■ About this task
Below are entries; copy exactly the lines from the one with "Target: boat hull" through the one with "Shot-chart audit: point to every instance of the house", both included, and leave out the rest.

■ Source information
━━━━━━━━━━

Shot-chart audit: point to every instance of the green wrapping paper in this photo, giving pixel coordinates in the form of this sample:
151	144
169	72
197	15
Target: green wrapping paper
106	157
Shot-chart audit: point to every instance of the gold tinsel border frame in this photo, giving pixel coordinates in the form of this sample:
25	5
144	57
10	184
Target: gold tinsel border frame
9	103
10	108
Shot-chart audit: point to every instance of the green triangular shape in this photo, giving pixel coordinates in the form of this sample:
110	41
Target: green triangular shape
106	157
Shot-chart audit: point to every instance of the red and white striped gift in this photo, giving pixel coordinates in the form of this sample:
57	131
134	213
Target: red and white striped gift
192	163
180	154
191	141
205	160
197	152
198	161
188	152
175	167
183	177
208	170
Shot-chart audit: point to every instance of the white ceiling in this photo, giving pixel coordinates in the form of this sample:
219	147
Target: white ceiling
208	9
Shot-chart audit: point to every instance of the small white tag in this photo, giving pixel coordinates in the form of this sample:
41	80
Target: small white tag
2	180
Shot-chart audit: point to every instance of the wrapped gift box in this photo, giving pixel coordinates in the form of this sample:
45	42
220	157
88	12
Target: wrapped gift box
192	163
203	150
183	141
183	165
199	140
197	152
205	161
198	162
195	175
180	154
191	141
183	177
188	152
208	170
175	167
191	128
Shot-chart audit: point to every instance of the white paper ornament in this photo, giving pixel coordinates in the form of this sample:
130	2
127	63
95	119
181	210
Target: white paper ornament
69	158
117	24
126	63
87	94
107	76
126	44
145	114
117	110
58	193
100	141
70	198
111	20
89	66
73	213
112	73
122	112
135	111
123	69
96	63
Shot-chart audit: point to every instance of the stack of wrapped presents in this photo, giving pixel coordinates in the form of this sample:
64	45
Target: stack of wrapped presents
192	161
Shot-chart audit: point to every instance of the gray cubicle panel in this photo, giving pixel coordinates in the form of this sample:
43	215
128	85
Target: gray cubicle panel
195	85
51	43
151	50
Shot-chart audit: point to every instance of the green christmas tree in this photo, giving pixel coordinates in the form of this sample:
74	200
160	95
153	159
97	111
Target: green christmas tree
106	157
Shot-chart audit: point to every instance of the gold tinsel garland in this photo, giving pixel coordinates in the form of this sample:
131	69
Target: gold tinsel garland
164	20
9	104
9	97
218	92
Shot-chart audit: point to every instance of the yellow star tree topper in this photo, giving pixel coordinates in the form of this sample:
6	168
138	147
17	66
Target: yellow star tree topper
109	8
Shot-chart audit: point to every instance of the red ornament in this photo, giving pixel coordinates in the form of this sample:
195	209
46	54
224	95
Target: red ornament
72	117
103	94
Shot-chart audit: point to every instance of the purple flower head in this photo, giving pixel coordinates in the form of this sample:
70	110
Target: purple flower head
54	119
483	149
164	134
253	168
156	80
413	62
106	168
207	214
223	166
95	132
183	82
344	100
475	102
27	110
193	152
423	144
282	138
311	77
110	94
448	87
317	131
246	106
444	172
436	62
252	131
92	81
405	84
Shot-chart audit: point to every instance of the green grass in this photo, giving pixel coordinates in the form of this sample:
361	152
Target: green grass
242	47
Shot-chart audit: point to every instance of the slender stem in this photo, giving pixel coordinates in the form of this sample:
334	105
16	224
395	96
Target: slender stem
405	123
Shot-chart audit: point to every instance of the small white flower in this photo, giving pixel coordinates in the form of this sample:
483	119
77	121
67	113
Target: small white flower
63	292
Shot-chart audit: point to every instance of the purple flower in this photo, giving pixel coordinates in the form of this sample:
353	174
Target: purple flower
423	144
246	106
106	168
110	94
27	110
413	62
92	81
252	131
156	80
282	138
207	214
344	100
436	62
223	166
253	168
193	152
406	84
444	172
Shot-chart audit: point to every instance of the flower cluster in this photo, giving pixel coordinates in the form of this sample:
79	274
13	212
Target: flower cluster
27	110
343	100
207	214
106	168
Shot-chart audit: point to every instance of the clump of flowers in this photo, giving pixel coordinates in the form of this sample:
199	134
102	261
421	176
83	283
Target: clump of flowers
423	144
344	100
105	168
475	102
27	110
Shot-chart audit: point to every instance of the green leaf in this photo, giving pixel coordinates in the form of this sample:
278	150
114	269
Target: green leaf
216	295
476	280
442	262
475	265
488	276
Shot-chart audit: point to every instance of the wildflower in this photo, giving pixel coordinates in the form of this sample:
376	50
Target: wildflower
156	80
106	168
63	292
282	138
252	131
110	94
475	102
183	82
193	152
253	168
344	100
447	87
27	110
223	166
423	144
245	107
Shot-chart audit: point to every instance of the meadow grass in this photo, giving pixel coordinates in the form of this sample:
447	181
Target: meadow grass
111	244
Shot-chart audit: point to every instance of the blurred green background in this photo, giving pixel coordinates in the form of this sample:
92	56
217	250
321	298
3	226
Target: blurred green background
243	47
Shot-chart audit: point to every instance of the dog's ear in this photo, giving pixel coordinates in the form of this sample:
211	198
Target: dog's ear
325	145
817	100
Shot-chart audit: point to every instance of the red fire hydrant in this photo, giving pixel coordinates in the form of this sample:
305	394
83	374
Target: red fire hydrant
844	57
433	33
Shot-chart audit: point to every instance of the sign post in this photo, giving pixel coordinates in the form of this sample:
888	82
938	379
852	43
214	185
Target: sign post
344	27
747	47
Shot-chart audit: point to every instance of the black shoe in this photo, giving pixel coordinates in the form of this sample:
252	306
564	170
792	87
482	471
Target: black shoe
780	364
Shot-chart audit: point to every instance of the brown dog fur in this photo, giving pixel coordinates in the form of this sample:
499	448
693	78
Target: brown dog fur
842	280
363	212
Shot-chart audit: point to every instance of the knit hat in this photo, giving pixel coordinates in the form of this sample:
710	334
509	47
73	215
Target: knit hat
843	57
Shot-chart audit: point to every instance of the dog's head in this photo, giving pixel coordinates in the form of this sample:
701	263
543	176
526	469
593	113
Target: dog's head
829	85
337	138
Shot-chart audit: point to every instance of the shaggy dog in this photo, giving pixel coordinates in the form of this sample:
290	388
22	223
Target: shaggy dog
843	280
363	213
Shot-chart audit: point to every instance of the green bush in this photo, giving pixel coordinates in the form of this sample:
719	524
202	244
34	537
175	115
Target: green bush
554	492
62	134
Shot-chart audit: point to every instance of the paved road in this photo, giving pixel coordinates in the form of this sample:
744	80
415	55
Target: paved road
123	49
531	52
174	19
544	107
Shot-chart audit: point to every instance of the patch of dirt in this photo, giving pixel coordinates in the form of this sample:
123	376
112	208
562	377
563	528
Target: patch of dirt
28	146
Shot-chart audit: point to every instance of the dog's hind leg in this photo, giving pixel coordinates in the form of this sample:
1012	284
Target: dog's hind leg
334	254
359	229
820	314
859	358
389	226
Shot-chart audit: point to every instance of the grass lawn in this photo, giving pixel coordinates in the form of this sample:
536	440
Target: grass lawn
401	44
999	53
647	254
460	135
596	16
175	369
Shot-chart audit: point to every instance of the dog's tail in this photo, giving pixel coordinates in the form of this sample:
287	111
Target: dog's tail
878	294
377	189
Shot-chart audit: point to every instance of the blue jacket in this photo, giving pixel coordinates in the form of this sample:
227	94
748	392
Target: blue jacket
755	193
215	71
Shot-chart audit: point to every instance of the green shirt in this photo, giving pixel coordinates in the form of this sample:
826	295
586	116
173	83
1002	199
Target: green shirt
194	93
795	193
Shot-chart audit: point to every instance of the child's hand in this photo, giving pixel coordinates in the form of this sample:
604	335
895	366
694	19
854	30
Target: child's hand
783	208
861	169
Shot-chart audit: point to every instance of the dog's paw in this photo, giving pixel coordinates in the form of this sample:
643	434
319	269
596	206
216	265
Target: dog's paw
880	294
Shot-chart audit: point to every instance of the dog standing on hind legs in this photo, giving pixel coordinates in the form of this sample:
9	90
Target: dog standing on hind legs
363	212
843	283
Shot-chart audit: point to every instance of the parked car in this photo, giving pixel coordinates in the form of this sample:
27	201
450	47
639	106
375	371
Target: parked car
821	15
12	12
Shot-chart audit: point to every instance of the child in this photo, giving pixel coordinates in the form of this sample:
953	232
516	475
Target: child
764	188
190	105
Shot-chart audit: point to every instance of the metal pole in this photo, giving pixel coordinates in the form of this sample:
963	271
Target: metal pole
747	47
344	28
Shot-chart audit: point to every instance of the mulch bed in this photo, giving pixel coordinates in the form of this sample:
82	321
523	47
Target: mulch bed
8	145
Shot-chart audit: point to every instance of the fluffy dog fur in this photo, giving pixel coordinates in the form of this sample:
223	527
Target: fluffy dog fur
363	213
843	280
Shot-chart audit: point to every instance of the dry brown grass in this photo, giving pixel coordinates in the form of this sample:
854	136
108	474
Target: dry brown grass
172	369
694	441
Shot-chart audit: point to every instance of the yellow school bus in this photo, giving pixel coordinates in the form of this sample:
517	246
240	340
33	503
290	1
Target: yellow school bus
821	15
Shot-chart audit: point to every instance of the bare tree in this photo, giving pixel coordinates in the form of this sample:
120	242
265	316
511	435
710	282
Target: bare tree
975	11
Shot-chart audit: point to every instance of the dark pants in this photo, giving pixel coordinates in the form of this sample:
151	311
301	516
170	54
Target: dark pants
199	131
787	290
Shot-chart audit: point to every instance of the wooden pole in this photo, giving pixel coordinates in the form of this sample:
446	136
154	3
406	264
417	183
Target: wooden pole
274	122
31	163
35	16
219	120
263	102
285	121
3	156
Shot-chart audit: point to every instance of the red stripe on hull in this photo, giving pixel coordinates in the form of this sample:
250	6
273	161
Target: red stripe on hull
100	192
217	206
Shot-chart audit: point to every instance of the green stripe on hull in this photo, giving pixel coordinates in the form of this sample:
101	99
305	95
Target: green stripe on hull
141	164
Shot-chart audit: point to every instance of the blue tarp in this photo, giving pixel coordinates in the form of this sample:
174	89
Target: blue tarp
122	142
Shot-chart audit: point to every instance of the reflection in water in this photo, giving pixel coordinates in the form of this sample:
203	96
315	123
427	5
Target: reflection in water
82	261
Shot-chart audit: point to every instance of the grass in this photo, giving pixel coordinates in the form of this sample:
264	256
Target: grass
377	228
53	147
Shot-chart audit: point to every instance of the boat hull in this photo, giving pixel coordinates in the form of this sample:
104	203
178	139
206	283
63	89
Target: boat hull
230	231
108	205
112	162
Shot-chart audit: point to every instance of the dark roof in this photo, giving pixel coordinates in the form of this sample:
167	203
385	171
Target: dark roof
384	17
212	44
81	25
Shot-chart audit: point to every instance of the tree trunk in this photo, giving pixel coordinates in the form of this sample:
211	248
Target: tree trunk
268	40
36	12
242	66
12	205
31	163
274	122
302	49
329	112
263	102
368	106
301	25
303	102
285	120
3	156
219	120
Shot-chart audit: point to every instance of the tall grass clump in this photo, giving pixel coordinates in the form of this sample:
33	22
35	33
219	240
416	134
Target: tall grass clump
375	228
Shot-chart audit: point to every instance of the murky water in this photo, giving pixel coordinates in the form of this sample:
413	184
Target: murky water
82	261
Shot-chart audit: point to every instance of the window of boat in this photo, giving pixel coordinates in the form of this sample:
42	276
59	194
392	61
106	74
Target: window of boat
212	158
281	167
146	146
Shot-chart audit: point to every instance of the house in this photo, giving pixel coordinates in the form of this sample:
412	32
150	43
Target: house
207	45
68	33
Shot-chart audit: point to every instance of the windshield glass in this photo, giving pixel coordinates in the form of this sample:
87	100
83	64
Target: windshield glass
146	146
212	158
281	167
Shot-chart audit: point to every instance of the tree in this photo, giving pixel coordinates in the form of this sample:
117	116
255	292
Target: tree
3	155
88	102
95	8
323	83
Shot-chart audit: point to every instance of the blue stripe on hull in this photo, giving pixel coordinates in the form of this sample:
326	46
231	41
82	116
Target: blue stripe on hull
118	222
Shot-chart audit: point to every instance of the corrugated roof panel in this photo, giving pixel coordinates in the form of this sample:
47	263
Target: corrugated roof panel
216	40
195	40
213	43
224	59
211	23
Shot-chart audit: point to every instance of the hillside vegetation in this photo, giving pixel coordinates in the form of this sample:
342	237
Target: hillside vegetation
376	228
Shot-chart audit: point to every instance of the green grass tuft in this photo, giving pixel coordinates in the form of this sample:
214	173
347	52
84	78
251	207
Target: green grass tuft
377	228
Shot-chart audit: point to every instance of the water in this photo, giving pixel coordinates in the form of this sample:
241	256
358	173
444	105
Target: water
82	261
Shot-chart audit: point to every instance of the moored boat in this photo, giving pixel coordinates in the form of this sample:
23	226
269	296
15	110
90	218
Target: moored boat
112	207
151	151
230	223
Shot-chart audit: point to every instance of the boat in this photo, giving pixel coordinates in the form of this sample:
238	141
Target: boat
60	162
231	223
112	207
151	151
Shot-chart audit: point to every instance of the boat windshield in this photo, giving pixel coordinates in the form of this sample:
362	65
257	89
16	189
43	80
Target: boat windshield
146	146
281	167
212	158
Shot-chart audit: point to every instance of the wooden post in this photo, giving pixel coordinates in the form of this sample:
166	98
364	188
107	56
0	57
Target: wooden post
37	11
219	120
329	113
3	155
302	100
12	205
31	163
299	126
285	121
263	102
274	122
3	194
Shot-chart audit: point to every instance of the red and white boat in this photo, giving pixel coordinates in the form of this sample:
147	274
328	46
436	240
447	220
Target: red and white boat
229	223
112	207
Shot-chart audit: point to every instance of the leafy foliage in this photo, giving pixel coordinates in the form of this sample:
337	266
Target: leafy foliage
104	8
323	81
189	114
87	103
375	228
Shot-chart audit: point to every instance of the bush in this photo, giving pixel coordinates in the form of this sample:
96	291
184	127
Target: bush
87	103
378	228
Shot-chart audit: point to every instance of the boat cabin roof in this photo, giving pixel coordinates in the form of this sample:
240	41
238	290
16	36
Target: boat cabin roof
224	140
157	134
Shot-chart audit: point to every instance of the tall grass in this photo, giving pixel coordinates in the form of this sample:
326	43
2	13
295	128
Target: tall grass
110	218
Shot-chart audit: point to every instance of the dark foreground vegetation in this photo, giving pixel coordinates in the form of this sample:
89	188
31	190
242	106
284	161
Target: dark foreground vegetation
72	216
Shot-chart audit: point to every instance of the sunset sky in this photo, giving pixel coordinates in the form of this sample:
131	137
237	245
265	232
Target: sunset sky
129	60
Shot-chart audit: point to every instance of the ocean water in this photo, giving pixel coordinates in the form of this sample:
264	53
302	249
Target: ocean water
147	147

━━━━━━━━━━

■ Task answer
Target: boat hull
230	231
108	205
112	162
Shot-chart audit: point to every instance of the dark roof in this photo, giving pixel coordinates in the form of this sample:
167	203
385	171
Target: dark roof
384	17
212	44
81	25
Shot-chart audit: point to every instance of the tree trunk in this photo, giving pixel coordinates in the form of this sample:
211	248
Target: tree trunk
268	40
36	12
242	66
12	205
31	163
274	122
302	49
329	112
263	102
368	106
301	25
303	102
285	120
3	156
219	120
Shot-chart audit: point to every instance of the tall grass clump in this photo, giving pixel coordinates in the form of this sample:
33	22
35	33
219	240
416	134
Target: tall grass clump
375	228
Shot-chart audit: point to every instance of the murky water in this photo, giving pixel coordinates in the form of this sample:
413	184
Target: murky water
82	261
Shot-chart audit: point to every instance of the window of boat in this photo, giving pixel coordinates in the form of this sample:
42	276
59	194
392	61
106	74
Target: window of boat
212	158
281	167
146	146
Shot-chart audit: point to every instance of the house in this photo, giving pixel coordinates in the form of this sample:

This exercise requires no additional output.